▶ [Goal] Please list every line in the records below that contains the word "rice", copying each line in full.

▶ [Working data]
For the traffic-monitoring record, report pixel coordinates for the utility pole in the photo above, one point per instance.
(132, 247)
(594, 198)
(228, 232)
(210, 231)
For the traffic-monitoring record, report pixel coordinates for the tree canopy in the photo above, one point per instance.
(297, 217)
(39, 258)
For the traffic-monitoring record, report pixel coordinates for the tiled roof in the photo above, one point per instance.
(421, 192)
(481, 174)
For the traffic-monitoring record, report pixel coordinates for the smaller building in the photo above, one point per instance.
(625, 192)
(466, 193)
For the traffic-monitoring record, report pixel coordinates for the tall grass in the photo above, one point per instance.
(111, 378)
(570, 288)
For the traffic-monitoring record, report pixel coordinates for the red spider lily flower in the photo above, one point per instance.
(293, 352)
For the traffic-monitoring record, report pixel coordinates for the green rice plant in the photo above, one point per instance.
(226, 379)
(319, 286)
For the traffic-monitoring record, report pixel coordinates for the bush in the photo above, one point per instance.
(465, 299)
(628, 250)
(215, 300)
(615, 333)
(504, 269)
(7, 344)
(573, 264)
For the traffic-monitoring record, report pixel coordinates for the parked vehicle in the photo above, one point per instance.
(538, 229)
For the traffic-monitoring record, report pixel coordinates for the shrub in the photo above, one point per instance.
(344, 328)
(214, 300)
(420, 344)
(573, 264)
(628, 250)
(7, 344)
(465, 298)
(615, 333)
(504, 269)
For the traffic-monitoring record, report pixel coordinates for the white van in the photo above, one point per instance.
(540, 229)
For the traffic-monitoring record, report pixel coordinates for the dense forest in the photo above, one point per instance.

==

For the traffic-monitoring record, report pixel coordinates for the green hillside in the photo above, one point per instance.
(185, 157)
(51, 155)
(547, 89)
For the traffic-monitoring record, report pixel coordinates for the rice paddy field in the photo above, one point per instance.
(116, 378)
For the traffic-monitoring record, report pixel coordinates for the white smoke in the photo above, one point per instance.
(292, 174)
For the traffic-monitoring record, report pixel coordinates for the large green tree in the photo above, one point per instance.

▶ [Reply]
For the traffic-monitoring record, report pixel coordinates for the green rice plant in the photo above, one point per instance.
For the traffic-monitoring record, report pixel coordinates for the rice paddy field in the photo above, one point per instance.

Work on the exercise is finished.